● **Text passage**:
-----

Die internationale Hilfsaktion ist nach einigen Startschwierigkeiten voll angelaufen: Auf dem Flughafen landen öfter als in den vergangenen Tagen schwere Frachtmaschinen. US-Hubschrauber von der "Abraham Lincoln" schaffen Hilfsgüter in bislang nicht erreichte Küstenorte. Die Australier bauten eine Wasseraufbereitungsanlage auf.
I`ve got the message: Indonesia. Most victims. Worst infrastracture. Help coming from the Abraham Lincoln.
To read your daily german anti-americanism you can check out www.freenet.de, comments on tsunami
Posted by: | January 02, 2005 at 10:44 PM
You know in the states we refer to such disasters as an act of god. Normal human beings who know what humility is, wonder why these acts of god happen, count their blessings and see how it is they can help. I personally do not understand how so many people are willing to pay the price of having hate in their hearts to continue their attacks. Anyone who has spent any time in America with Americans (not at the outlet mall or at a tourist resort) will know that the vast majority of all Americans were trying to figure out how to help. The American red cross alone has gathered 72 million since the tsunami. All this hate towards the US is not jading the US it is jading the hearts and minds who choose to hate so shamefully. Southeast Asia is gonna need our help for some time to come. Why can't we westerners gather together and do something nice. How anyone can use this diasaster for anything other than helping those suffering is beyond me. God Bless those souls down their fighting for survival and those who are there or on their way willing to brave some of the toughest psychological conditions there are without regards to themselves to help those who fell pray to an act of God.

-----

[Excerpts from point annotation data]

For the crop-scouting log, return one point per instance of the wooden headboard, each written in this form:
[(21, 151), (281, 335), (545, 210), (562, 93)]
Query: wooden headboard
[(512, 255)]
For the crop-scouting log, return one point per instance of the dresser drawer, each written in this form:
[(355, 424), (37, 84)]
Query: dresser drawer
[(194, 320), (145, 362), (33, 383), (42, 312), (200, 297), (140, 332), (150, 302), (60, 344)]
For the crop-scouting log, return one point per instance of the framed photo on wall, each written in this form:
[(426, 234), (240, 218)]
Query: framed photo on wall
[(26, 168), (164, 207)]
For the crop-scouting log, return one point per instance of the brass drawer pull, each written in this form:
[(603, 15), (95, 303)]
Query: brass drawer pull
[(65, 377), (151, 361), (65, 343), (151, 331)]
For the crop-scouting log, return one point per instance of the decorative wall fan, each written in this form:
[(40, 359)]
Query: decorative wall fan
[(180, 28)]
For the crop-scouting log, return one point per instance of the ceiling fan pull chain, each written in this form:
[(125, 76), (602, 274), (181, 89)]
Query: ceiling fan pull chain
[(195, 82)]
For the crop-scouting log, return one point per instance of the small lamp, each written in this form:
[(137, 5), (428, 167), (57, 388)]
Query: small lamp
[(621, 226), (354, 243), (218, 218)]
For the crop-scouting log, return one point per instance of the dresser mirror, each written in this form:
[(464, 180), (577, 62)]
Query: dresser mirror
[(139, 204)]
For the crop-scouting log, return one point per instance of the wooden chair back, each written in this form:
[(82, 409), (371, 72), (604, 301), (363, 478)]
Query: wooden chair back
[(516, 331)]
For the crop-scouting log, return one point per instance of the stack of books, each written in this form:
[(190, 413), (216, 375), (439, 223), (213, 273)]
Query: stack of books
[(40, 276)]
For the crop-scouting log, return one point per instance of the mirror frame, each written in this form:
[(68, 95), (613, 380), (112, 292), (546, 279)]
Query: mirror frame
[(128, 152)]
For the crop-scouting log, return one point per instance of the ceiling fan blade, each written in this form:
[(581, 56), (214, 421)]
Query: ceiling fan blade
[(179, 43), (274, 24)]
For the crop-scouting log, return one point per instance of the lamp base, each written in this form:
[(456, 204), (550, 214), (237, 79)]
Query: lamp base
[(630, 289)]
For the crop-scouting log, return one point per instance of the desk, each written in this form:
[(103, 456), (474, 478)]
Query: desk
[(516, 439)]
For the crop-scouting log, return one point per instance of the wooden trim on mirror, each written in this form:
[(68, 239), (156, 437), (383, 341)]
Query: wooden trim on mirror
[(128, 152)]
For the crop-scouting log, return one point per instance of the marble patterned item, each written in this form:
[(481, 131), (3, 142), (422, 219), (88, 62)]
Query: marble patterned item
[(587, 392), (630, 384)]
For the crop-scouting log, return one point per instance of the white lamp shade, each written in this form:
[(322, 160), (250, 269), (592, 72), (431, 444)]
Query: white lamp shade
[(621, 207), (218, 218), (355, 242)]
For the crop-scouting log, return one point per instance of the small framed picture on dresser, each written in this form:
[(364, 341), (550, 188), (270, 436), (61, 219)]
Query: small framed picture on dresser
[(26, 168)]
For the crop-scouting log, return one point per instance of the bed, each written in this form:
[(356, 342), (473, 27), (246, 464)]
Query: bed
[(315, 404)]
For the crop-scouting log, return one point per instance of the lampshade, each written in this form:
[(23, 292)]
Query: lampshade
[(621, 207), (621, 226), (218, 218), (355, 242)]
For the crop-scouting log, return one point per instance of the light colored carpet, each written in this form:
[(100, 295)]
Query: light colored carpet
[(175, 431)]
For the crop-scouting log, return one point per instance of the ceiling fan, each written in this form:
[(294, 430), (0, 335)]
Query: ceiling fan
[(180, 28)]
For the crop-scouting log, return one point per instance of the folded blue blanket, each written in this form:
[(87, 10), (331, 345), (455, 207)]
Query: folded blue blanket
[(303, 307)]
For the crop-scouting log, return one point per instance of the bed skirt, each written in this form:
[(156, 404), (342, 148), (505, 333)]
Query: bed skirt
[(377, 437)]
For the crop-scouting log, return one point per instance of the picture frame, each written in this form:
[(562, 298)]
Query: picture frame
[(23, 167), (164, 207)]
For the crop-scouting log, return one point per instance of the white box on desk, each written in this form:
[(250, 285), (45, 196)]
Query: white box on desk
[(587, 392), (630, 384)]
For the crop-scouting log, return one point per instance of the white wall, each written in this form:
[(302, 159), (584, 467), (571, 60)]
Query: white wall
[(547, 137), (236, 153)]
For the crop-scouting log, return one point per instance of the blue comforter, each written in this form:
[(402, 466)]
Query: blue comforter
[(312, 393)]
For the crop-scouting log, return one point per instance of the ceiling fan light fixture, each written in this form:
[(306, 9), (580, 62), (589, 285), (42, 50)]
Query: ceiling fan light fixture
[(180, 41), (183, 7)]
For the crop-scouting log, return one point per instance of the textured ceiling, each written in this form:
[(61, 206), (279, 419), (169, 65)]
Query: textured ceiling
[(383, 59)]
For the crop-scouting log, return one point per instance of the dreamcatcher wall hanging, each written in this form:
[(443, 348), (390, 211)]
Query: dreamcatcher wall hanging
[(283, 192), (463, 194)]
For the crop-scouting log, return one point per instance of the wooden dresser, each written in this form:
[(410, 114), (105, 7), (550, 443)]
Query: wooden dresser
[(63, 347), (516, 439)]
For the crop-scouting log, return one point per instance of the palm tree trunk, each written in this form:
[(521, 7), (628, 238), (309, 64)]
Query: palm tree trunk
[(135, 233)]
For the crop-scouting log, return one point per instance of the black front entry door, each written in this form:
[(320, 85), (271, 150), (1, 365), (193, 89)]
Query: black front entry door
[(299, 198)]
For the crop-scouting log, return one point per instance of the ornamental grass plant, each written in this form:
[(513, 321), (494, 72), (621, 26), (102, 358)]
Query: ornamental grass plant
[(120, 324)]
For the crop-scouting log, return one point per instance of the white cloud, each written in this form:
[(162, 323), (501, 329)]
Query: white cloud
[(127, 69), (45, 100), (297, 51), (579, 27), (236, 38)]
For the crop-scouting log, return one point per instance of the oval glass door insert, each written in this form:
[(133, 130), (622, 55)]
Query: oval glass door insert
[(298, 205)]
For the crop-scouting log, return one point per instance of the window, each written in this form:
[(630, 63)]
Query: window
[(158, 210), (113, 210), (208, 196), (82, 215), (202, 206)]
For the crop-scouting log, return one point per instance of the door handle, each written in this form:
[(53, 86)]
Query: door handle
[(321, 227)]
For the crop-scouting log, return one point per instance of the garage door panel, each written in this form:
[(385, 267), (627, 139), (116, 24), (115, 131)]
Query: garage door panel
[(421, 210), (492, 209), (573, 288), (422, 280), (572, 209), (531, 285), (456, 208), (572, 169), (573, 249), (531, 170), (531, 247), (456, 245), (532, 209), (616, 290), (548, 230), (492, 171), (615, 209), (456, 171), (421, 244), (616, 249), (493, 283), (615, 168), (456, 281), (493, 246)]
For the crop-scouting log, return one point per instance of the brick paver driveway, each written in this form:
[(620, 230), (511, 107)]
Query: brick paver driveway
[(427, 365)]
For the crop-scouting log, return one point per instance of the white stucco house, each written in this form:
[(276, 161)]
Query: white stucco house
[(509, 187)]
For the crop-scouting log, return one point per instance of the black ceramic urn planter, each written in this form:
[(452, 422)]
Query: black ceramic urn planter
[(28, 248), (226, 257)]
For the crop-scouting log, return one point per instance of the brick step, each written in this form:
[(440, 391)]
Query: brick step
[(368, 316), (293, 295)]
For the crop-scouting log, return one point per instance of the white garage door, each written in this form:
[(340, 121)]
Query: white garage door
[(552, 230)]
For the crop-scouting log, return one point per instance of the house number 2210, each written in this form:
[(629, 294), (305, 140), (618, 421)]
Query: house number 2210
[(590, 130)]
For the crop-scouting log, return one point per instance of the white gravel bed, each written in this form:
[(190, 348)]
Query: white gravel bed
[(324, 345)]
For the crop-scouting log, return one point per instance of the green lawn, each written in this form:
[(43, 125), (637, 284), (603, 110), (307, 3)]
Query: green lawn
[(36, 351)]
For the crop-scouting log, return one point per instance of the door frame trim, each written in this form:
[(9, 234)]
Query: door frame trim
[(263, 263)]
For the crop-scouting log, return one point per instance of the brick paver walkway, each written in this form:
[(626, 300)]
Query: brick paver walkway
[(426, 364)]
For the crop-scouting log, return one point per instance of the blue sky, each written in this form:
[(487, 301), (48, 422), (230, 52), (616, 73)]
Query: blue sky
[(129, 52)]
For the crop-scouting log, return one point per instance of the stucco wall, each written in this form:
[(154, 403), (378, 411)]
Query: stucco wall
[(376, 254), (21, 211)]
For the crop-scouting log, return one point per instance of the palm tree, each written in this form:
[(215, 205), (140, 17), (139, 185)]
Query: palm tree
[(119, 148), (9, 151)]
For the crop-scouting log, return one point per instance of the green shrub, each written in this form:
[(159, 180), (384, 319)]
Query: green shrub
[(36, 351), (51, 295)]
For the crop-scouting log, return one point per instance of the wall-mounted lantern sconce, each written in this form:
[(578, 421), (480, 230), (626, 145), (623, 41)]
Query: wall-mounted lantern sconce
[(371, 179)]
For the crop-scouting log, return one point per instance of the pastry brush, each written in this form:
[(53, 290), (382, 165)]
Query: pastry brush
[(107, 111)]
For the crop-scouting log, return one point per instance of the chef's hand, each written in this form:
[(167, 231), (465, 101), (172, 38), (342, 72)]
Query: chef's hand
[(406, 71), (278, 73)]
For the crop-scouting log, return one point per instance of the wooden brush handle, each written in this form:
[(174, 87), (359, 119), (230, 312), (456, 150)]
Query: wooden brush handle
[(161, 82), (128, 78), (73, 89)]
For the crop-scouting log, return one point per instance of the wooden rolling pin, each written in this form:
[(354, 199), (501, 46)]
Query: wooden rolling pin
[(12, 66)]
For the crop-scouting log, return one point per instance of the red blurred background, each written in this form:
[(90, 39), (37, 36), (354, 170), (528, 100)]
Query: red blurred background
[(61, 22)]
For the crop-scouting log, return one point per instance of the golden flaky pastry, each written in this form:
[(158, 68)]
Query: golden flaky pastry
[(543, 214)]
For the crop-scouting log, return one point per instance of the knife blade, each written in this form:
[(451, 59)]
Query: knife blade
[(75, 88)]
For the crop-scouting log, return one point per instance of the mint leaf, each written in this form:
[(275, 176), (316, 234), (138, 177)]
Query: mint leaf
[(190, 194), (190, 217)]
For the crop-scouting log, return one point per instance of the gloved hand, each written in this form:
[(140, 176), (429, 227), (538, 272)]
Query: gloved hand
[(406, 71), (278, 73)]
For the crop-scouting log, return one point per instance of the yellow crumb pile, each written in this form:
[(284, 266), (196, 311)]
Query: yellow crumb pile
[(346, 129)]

-----

● **Directive**: Please write out the tsunami relief passage from "Die internationale Hilfsaktion" up to and including "the Abraham Lincoln.", changing "Indonesia" to "Sri Lanka".

● **Completed exercise**:
Die internationale Hilfsaktion ist nach einigen Startschwierigkeiten voll angelaufen: Auf dem Flughafen landen öfter als in den vergangenen Tagen schwere Frachtmaschinen. US-Hubschrauber von der "Abraham Lincoln" schaffen Hilfsgüter in bislang nicht erreichte Küstenorte. Die Australier bauten eine Wasseraufbereitungsanlage auf.
I`ve got the message: Sri Lanka. Most victims. Worst infrastracture. Help coming from the Abraham Lincoln.